Aim — Please transcribe the data below exactly. Leave the pictures out.

Given information —
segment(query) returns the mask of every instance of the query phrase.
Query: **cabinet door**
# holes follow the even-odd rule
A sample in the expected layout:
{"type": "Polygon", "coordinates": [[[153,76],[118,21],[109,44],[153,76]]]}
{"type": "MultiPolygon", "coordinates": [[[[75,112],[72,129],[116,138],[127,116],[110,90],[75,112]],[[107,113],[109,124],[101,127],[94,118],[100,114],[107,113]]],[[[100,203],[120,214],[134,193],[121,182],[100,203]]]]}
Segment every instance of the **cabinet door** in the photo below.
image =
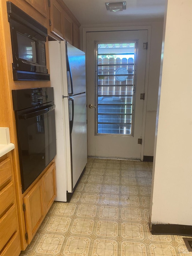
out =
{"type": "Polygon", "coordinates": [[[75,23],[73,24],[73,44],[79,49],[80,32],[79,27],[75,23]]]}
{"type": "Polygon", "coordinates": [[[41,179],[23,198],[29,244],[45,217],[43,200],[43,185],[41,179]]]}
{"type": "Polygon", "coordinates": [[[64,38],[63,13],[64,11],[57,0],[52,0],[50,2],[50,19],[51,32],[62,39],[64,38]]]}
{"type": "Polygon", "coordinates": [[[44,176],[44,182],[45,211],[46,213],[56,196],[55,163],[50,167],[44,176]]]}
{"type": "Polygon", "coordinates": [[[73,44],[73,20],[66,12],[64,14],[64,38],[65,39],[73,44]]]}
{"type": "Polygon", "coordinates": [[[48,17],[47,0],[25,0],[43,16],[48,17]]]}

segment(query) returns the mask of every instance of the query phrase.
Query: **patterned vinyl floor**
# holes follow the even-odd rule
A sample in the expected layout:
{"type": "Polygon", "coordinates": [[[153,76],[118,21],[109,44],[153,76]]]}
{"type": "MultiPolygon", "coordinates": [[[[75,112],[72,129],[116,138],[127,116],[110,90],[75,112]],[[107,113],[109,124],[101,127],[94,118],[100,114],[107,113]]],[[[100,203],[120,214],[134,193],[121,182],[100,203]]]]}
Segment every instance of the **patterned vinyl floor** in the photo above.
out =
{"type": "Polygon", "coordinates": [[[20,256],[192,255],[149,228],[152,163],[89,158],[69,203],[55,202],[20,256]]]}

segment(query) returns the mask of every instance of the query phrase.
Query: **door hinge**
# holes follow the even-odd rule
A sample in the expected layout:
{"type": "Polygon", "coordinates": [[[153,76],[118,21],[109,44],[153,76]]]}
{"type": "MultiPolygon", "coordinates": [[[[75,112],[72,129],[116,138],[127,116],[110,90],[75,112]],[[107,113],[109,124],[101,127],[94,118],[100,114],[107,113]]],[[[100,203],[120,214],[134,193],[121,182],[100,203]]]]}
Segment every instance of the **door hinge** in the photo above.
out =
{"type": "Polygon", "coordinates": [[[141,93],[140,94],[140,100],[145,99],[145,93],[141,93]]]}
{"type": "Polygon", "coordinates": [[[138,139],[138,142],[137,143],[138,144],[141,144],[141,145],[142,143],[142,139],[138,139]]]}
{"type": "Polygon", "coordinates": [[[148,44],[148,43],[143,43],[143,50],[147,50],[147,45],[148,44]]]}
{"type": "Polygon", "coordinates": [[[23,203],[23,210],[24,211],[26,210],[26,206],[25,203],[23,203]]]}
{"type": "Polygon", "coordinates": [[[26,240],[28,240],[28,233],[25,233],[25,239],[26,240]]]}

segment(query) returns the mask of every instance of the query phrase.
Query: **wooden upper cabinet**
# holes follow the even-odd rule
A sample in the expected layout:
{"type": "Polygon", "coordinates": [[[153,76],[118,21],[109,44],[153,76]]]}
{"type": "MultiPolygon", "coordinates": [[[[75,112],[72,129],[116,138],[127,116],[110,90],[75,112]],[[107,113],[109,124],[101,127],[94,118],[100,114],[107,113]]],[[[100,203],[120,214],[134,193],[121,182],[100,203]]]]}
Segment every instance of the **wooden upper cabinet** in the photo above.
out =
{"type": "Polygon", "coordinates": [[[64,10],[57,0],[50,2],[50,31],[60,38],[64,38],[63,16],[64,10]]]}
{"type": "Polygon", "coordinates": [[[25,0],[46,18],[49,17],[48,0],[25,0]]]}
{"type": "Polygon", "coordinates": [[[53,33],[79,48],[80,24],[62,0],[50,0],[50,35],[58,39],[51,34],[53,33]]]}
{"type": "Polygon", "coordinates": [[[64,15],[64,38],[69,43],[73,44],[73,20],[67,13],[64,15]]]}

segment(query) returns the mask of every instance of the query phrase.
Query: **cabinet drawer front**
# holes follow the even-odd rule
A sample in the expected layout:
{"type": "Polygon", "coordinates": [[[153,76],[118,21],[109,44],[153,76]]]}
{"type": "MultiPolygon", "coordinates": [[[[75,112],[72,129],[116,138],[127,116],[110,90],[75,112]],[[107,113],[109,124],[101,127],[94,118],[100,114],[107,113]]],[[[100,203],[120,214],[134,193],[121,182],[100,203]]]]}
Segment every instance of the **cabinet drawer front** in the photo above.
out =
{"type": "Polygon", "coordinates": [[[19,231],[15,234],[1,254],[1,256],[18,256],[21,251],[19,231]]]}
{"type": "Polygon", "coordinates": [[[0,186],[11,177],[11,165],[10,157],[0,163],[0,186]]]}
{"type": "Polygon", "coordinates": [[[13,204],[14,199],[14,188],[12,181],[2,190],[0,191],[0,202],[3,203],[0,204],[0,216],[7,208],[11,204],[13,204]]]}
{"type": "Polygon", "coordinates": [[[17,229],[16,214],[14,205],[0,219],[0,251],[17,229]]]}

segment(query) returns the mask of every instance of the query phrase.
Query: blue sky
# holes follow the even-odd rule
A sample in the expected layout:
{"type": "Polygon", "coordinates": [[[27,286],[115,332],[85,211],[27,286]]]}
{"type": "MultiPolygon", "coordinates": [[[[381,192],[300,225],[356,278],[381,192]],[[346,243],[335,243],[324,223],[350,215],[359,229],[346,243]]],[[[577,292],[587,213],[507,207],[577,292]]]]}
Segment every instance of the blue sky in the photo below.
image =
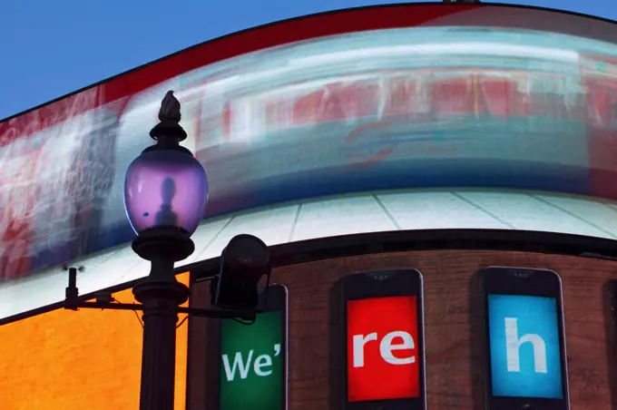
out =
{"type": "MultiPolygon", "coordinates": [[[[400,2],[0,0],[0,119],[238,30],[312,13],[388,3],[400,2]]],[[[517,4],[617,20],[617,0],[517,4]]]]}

Task result —
segment(query) returns the mask of every instance of the query phrase.
Query: **cabinet door**
# holes follow the even-odd rule
A sample in the expected layout:
{"type": "Polygon", "coordinates": [[[153,76],[118,21],[109,44],[153,76]]]}
{"type": "MultiPolygon", "coordinates": [[[[75,112],[72,129],[116,138],[127,116],[110,90],[75,112]],[[107,113],[109,124],[101,127],[94,118],[100,114],[107,113]]],[[[100,203],[120,214],[134,193],[121,182],[100,203]]]]}
Segment every instance of the **cabinet door** in the photo below.
image =
out =
{"type": "Polygon", "coordinates": [[[75,23],[73,24],[73,44],[79,49],[80,32],[79,27],[75,23]]]}
{"type": "Polygon", "coordinates": [[[41,179],[23,198],[29,244],[45,217],[43,200],[43,185],[41,179]]]}
{"type": "Polygon", "coordinates": [[[64,38],[63,13],[64,11],[57,0],[52,0],[50,2],[50,19],[51,32],[62,39],[64,38]]]}
{"type": "Polygon", "coordinates": [[[44,176],[44,182],[45,211],[46,213],[56,196],[55,163],[50,167],[44,176]]]}
{"type": "Polygon", "coordinates": [[[73,44],[73,20],[66,12],[64,14],[64,38],[65,39],[73,44]]]}
{"type": "Polygon", "coordinates": [[[48,17],[47,0],[25,0],[43,16],[48,17]]]}

segment(query) returns the mask of every instance of the query phrase.
Query: **patterned vinyl floor**
# holes follow the even-odd rule
A sample in the expected layout:
{"type": "Polygon", "coordinates": [[[153,76],[118,21],[109,44],[153,76]]]}
{"type": "MultiPolygon", "coordinates": [[[[75,112],[72,129],[116,138],[127,116],[110,90],[75,112]],[[107,113],[109,124],[101,127],[94,118],[100,114],[107,113]]],[[[100,203],[120,214],[134,193],[121,182],[100,203]]]]}
Segment every instance of the **patterned vinyl floor** in the photo above.
out =
{"type": "Polygon", "coordinates": [[[20,256],[192,255],[149,228],[152,163],[89,158],[69,203],[55,202],[20,256]]]}

segment(query) returns the mask of every instance of the query phrase.
Query: **door hinge**
# holes follow the even-odd rule
A sample in the expected layout:
{"type": "Polygon", "coordinates": [[[153,76],[118,21],[109,44],[153,76]]]}
{"type": "MultiPolygon", "coordinates": [[[[75,112],[72,129],[116,138],[127,116],[110,90],[75,112]],[[107,113],[109,124],[101,127],[94,118],[100,114],[107,113]]],[[[100,203],[120,214],[134,193],[121,182],[100,203]]]]}
Segment every instance of the **door hinge** in the photo above.
out =
{"type": "Polygon", "coordinates": [[[141,93],[140,94],[140,100],[145,99],[145,93],[141,93]]]}
{"type": "Polygon", "coordinates": [[[138,139],[138,142],[137,143],[138,144],[141,144],[141,145],[142,143],[142,139],[138,139]]]}
{"type": "Polygon", "coordinates": [[[148,44],[148,43],[143,43],[143,50],[147,50],[147,45],[148,44]]]}
{"type": "Polygon", "coordinates": [[[23,203],[23,210],[24,211],[26,210],[26,206],[25,203],[23,203]]]}
{"type": "Polygon", "coordinates": [[[26,240],[28,240],[28,233],[25,233],[25,239],[26,240]]]}

segment(query) returns the mask of every instance of the query phrase.
Query: **wooden upper cabinet**
# holes follow the even-odd rule
A sample in the expected layout:
{"type": "Polygon", "coordinates": [[[153,76],[118,21],[109,44],[153,76]]]}
{"type": "MultiPolygon", "coordinates": [[[[75,112],[72,129],[116,138],[127,116],[110,90],[75,112]],[[107,113],[109,124],[101,127],[94,118],[100,114],[107,113]]],[[[100,203],[120,214],[134,193],[121,182],[100,203]]]]}
Segment every instance of the **wooden upper cabinet** in the photo above.
out =
{"type": "Polygon", "coordinates": [[[64,10],[57,0],[50,2],[50,31],[60,38],[64,38],[63,16],[64,10]]]}
{"type": "Polygon", "coordinates": [[[25,0],[46,18],[49,17],[48,0],[25,0]]]}
{"type": "Polygon", "coordinates": [[[53,33],[79,48],[80,24],[62,0],[50,0],[50,35],[58,39],[51,34],[53,33]]]}
{"type": "Polygon", "coordinates": [[[64,15],[64,38],[69,43],[73,44],[73,20],[67,13],[64,15]]]}

segment(query) returns the mask of every instance of the query phrase.
Query: **cabinet drawer front**
# holes follow the even-odd rule
A sample in the expected layout:
{"type": "Polygon", "coordinates": [[[153,76],[118,21],[109,44],[153,76]]]}
{"type": "MultiPolygon", "coordinates": [[[[75,112],[72,129],[116,138],[127,116],[110,90],[75,112]],[[107,113],[109,124],[101,127],[94,118],[100,114],[107,113]]],[[[100,203],[120,214],[134,193],[121,182],[100,203]]]]}
Segment every instance of the **cabinet drawer front** in the photo above.
out =
{"type": "Polygon", "coordinates": [[[19,231],[15,234],[1,254],[1,256],[18,256],[21,251],[19,231]]]}
{"type": "Polygon", "coordinates": [[[0,186],[11,177],[11,165],[10,157],[0,163],[0,186]]]}
{"type": "Polygon", "coordinates": [[[13,204],[14,199],[14,188],[12,181],[2,190],[0,191],[0,202],[3,203],[0,204],[0,216],[7,208],[11,204],[13,204]]]}
{"type": "Polygon", "coordinates": [[[17,229],[16,214],[14,205],[0,219],[0,251],[17,229]]]}

segment(query) returns the mask of every instance of the query phrase.
Query: blue sky
# holes follow the even-odd rule
A sample in the expected layout:
{"type": "Polygon", "coordinates": [[[27,286],[115,332],[85,211],[27,286]]]}
{"type": "MultiPolygon", "coordinates": [[[[381,192],[300,225],[356,278],[381,192]],[[346,243],[335,243],[324,223],[350,215],[359,229],[346,243]]],[[[577,292],[587,213],[507,207],[577,292]]]]}
Segment every instance of the blue sky in the photo below.
image =
out =
{"type": "MultiPolygon", "coordinates": [[[[400,2],[0,0],[0,119],[238,30],[312,13],[388,3],[400,2]]],[[[517,4],[617,20],[617,0],[517,4]]]]}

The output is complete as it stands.